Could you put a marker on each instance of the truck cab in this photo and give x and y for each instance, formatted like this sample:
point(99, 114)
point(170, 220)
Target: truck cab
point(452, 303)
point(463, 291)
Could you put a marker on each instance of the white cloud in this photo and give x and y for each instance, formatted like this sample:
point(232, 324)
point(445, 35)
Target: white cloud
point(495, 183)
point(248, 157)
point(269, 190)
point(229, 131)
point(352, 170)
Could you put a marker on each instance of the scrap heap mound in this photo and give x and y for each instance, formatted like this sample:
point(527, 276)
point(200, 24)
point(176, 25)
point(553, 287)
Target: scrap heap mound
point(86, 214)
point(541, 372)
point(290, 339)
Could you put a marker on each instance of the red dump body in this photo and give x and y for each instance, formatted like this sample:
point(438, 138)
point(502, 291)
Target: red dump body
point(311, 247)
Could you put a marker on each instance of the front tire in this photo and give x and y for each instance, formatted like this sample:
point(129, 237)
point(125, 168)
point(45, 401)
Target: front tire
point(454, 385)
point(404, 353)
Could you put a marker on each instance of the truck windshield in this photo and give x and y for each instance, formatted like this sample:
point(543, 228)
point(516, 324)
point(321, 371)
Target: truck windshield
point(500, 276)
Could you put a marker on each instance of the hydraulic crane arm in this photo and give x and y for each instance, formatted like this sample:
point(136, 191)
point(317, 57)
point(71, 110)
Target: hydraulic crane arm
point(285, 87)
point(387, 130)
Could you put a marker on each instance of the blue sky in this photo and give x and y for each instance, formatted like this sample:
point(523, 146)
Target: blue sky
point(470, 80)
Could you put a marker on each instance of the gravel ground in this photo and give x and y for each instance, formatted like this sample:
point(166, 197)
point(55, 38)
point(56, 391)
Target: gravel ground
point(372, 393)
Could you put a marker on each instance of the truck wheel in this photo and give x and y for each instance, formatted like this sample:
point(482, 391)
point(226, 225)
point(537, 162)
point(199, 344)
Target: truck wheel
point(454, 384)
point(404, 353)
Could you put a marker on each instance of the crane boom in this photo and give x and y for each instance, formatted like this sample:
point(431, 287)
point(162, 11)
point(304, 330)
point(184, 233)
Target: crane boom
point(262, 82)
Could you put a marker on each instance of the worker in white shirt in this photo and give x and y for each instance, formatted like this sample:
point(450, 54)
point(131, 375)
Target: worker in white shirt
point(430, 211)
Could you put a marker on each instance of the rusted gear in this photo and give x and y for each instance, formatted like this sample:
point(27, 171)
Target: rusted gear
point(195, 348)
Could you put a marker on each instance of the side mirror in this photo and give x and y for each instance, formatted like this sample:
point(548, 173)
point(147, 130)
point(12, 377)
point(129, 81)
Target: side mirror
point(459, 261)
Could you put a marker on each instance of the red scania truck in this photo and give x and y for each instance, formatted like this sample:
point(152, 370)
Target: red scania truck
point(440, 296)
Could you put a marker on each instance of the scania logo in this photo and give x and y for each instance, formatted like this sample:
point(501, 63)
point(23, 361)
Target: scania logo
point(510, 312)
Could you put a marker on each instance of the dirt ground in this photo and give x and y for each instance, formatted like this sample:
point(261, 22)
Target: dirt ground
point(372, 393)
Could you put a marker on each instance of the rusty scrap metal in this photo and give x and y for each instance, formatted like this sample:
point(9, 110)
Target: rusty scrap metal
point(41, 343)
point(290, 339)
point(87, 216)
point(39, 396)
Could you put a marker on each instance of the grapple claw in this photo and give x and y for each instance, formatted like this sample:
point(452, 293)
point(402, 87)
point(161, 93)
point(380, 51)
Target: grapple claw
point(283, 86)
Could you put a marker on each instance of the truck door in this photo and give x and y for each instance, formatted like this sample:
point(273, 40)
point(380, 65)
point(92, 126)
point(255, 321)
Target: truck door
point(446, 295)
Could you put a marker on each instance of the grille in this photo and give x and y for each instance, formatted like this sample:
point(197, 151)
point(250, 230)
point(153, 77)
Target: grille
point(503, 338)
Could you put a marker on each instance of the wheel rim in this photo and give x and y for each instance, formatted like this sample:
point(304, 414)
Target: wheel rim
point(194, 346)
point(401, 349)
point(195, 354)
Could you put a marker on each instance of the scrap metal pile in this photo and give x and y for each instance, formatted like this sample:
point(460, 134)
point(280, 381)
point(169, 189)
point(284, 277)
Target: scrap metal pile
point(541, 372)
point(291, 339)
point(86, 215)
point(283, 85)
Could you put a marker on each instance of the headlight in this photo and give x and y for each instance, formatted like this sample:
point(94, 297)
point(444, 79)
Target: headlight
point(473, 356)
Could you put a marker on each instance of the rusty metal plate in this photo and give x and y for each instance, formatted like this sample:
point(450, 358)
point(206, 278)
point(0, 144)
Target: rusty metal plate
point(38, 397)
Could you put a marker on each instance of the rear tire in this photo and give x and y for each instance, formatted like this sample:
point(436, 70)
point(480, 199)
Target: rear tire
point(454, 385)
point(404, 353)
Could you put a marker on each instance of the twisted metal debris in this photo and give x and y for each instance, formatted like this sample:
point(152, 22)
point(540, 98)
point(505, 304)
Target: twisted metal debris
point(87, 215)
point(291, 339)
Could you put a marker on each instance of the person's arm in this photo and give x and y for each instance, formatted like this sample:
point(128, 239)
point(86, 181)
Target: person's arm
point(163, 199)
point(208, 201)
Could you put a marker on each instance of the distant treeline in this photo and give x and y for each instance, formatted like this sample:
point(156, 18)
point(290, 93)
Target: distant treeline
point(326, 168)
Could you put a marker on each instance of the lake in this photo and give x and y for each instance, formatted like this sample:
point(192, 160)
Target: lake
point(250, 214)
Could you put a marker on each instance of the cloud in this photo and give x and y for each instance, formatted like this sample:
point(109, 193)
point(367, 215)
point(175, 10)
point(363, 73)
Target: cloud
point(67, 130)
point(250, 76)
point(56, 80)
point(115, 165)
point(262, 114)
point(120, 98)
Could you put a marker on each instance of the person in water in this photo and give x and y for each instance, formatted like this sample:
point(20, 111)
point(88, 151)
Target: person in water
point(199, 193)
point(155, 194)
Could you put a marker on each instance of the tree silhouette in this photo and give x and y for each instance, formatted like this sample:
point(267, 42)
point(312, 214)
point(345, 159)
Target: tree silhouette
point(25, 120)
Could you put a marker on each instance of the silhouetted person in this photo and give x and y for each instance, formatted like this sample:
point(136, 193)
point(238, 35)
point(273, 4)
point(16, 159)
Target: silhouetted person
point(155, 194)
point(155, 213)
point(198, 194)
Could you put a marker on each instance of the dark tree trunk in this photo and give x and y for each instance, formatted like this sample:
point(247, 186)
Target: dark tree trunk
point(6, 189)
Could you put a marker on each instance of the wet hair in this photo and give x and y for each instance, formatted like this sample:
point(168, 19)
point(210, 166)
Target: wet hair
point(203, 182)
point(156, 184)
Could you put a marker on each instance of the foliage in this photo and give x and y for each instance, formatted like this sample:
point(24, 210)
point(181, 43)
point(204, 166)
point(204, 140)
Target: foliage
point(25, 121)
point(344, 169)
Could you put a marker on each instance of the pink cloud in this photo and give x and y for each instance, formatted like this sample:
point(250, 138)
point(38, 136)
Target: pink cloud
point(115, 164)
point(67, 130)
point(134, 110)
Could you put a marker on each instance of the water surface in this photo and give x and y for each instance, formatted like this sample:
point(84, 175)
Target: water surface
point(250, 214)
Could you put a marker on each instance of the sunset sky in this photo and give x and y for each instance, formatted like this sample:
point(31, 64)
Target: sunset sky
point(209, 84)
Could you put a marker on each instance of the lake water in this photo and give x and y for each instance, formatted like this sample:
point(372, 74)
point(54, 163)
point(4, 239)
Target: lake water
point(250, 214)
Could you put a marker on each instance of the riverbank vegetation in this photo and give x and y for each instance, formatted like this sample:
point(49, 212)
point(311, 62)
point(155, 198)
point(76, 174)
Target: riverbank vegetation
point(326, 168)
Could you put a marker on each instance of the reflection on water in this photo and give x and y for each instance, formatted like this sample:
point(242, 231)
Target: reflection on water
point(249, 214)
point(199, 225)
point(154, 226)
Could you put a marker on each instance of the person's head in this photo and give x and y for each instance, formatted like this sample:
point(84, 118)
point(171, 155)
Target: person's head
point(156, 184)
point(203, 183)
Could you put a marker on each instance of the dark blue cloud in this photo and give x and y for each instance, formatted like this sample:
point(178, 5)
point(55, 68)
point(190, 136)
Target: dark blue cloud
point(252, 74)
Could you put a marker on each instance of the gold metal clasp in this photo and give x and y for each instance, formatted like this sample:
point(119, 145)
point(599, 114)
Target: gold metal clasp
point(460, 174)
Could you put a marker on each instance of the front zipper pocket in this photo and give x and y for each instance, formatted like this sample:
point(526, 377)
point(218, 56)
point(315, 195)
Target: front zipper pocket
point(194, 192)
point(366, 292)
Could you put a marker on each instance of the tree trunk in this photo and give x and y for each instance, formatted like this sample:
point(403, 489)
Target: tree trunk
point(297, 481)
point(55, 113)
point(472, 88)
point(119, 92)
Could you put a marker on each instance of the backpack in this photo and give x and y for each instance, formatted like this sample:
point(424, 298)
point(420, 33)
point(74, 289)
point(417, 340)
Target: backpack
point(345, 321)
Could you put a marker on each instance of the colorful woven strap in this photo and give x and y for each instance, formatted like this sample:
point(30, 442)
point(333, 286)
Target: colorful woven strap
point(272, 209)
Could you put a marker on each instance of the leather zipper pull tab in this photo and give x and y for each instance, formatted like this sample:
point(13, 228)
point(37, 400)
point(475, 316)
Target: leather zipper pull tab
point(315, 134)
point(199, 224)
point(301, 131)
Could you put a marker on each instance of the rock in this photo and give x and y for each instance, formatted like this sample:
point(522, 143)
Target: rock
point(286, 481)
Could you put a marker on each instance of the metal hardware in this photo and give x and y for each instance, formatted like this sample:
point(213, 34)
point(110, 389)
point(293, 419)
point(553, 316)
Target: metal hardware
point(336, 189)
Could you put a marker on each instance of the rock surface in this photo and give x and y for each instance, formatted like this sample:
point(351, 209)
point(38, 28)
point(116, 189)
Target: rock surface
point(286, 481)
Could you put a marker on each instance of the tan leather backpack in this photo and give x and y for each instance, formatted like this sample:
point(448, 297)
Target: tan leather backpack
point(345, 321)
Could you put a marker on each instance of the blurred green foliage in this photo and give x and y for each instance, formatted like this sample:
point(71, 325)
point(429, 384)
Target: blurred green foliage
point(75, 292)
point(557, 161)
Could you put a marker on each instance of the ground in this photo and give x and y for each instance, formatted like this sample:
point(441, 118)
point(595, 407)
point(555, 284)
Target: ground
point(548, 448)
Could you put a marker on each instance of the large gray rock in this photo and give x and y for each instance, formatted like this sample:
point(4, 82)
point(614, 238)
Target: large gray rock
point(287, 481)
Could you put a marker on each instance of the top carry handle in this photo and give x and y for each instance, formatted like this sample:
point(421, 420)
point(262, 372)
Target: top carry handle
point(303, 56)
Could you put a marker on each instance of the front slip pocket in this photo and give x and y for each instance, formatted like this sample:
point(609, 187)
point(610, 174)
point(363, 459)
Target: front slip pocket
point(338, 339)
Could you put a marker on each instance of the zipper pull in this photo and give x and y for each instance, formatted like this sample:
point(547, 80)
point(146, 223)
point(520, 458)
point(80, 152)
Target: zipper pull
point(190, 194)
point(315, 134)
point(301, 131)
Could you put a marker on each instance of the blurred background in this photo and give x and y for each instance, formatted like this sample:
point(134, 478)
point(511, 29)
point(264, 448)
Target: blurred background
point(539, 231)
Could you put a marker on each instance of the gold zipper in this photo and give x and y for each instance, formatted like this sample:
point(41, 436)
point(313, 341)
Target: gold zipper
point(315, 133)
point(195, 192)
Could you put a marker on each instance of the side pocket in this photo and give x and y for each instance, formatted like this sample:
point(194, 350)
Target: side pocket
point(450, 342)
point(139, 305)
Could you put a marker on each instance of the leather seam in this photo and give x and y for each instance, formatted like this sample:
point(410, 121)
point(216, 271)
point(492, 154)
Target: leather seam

* _What is required_: Reproduce verbatim the part of the records that opens with the line containing "the front slip" and closes with the line containing "point(539, 231)". Include both of those lines and nothing else.

* _Exercise solution_:
Could you put a marker on each instance of the front slip pocket in this photo and give x and y for each instance, formatted like this sample:
point(609, 187)
point(610, 174)
point(363, 459)
Target: front slip pocket
point(338, 339)
Could you put a marker on each instance of the zipper pull in this photo and give x and y for each instance, formatted like this sample:
point(547, 80)
point(146, 223)
point(520, 458)
point(80, 152)
Target: zipper pull
point(190, 194)
point(315, 134)
point(301, 131)
Could you put a marker on each instance of the blurred background in this photo and give x and y for each instance, formatted like this sample:
point(134, 478)
point(511, 29)
point(264, 448)
Target: blurred background
point(539, 231)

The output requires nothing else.